> _Texte source_:
---

À la longue, l’écrivain confère ainsi une structure mythologique à la plus universelle des situations: l’être en prise avec son propre inconscient. La perspective historique recouvre en cela un sens romanesque de la variation ontologique. Ce que l’on appelle la petite musique de Modiano, c’est l’art sensible de suggérer par le rythme et les sons, par le phrasé, ce qui ne peut être identifié de façon rationnelle, ce qui demeure innommable et se communique par le seul partage de l’émotion: une vie subliminale, faite d’anxiétés primitives et de traumatismes enfouis, qui traversent les générations, alimentent les cauchemars des enfants et, parfois, l’imaginaire des écrivains. Un travail d’artiste, qui inscrit Modiano dans la lignée d’un Proust et le voisinage d’une Duras. Ce Nobel est aussi un peu le leur – et celui de Perec.

---

> _Entrées du listing_:
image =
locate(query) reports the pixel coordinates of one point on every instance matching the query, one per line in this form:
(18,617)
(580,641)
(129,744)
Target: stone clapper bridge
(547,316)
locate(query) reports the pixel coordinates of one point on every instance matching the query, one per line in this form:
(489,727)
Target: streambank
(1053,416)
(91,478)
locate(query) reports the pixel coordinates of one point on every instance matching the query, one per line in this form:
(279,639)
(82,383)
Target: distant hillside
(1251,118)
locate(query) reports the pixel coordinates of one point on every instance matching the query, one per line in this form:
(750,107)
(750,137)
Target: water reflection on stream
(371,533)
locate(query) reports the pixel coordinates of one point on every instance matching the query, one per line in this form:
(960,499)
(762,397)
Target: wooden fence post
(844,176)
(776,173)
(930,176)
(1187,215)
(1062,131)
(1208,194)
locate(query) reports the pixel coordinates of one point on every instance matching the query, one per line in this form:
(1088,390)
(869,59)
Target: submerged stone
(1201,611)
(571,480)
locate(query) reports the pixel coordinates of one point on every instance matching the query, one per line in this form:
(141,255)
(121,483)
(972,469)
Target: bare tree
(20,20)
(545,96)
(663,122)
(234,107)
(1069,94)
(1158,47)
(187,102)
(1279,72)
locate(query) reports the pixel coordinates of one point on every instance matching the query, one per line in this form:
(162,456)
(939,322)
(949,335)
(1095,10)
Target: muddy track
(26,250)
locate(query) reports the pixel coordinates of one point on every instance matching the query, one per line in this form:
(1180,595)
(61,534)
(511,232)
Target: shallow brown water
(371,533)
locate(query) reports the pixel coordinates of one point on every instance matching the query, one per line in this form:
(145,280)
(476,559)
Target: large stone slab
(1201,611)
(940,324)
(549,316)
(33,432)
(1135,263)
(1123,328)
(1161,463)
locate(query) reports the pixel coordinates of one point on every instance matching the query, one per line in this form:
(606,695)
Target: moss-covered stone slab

---

> _Consignes_:
A) Indiquez combien de lignes du listing contiennent la chaîne « water ». La casse compte, et seul ce nombre est attendu.
B) Rédigez la suite du texte sur Modiano, à partir de sa dernière phrase.

> _Réponses aux consignes_:
A) 2

B)
Mais le coup de génie de Modiano, c’est peut-être de réussir à nous placer, nous lecteurs, en situation d’amnésie sitôt achevé le livre, évanoui le charme du récit. Que nous a-t-on raconté au juste? Qu’est-ce qui chemine en nous sans que nous puissions vraiment le formuler, vraiment l’objectiver, par delà une intrigue qui s’est comme auto-effacée de notre mémoire au fur et à mesure que nous la lisions? Cette puissance d’une littérature qui ne se paie pas de mots mais laisse des traces, éprouve l’Histoire et l’être au monde, c’est ce qui signe une œuvre majeure. Celle de Modiano, l’un de nos contemporains capitaux.
Bruno Blanckeman, universitaire, critique et essayiste français, né à Paris au début des années 1960, est professeur de littérature française des xxe et xxie siècles à l’Université de la Sorbonne Nouvelle Paris 3
Il anime le CERACC, Champ d’Etude du Récit Actuel et Contemporain (UMR THALIM).
Il est l’auteur de l’essai Lire Patrick Modiano (Armand Colin, 2009)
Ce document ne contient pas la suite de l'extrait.